[Dataset excerpt]
__________

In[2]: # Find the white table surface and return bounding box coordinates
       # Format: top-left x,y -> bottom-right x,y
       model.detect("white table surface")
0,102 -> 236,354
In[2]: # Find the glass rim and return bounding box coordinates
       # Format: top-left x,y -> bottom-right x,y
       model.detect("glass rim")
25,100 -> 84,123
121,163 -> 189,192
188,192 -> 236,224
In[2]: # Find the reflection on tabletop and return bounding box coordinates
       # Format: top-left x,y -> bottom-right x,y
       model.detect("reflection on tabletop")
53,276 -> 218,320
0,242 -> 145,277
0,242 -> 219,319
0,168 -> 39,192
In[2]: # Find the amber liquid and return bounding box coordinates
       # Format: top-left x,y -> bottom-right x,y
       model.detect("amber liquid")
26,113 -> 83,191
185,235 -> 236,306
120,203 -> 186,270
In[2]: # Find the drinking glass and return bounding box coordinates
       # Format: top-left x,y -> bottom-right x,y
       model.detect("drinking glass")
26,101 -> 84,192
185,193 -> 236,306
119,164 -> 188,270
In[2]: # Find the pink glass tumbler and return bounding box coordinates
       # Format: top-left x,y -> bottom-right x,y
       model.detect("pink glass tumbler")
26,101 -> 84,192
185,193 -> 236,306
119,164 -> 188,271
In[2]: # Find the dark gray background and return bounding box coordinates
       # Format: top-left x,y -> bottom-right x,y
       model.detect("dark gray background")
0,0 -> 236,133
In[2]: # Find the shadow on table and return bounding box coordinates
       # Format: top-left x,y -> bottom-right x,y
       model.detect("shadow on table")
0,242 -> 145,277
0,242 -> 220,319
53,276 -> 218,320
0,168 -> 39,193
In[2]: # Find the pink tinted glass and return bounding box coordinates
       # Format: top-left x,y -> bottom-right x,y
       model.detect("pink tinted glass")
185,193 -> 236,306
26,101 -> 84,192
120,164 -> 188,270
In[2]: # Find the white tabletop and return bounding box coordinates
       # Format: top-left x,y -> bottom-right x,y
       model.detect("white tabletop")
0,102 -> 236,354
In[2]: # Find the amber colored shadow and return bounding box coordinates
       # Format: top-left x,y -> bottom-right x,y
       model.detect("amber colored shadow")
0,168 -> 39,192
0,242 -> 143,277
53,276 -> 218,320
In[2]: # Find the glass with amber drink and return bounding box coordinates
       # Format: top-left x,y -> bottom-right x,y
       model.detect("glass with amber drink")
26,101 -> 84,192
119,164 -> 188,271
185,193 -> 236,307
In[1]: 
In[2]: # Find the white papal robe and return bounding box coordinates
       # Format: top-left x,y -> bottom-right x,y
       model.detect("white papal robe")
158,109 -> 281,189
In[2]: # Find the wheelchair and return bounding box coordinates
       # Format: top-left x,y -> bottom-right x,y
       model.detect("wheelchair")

__________

Task details: Rewrite every row above, putting "upper-left" wherever "top-left" appears and keeping everything else the same.

Exercise result:
In[2]: # Find the white table surface and return bounding box coordinates
       # Format: upper-left x,y -> bottom-right x,y
       model.detect("white table surface")
0,102 -> 236,354
In[2]: # Find the glass rim and return bounding box coordinates
       # Format: upper-left x,y -> bottom-right x,y
       model.detect("glass rim")
25,100 -> 84,123
121,163 -> 189,192
188,192 -> 236,224
In[2]: # Find the reflection on tabletop and return bounding box coordinates
       # Format: upper-left x,y -> bottom-right x,y
       model.detect("reflection on tabletop")
53,276 -> 218,320
0,242 -> 145,277
0,242 -> 219,319
0,168 -> 39,192
In[2]: # Find the amber liquid and return bounding box coordinates
       # Format: upper-left x,y -> bottom-right x,y
       model.detect("amber liquid")
26,113 -> 83,191
185,235 -> 236,306
120,203 -> 186,270
In[2]: # Find the drinking glass and return bounding box coordinates
       # Format: upper-left x,y -> bottom-right x,y
       model.detect("drinking glass")
26,101 -> 84,192
185,193 -> 236,306
119,164 -> 188,270
In[2]: # Find the pink glass tumbler and return bounding box coordinates
       # Format: upper-left x,y -> bottom-right x,y
       model.detect("pink glass tumbler")
26,101 -> 84,192
185,193 -> 236,306
119,164 -> 188,271
In[2]: # Find the dark gray background and return bounding box coordinates
       # Format: upper-left x,y -> bottom-right x,y
       model.detect("dark gray background")
0,0 -> 236,133
In[2]: # Find the shadow on table and return bounding box coordinates
       # Format: upper-left x,y -> bottom-right x,y
       model.detect("shadow on table")
0,242 -> 145,277
0,242 -> 220,319
53,276 -> 218,320
0,168 -> 39,193
In[2]: # Find the pink tinted glass and return bounding box coordinates
       # Format: upper-left x,y -> bottom-right x,y
       model.detect("pink tinted glass")
185,193 -> 236,306
26,101 -> 84,192
120,164 -> 188,270
In[2]: # Find the white tabletop and return bounding box coordinates
       # Format: upper-left x,y -> bottom-right x,y
       model.detect("white tabletop")
0,102 -> 236,354
In[2]: # Find the amber colored shadow and return bounding box coordinates
       # Format: upper-left x,y -> bottom-right x,y
       model.detect("amber colored shadow")
0,168 -> 39,192
0,242 -> 143,277
53,276 -> 218,320
In[2]: # Find the glass with amber drink and return bounding box coordinates
       # Format: upper-left x,y -> bottom-right x,y
       model.detect("glass with amber drink")
26,101 -> 84,192
119,164 -> 188,271
185,193 -> 236,307
In[1]: 
In[2]: # Find the white papal robe and return bounding box coordinates
       # Format: upper-left x,y -> bottom-right x,y
       model.detect("white papal robe")
158,109 -> 281,189
In[2]: # Find the wheelchair and return bounding box coordinates
       # Format: upper-left x,y -> bottom-right x,y
       model.detect("wheelchair")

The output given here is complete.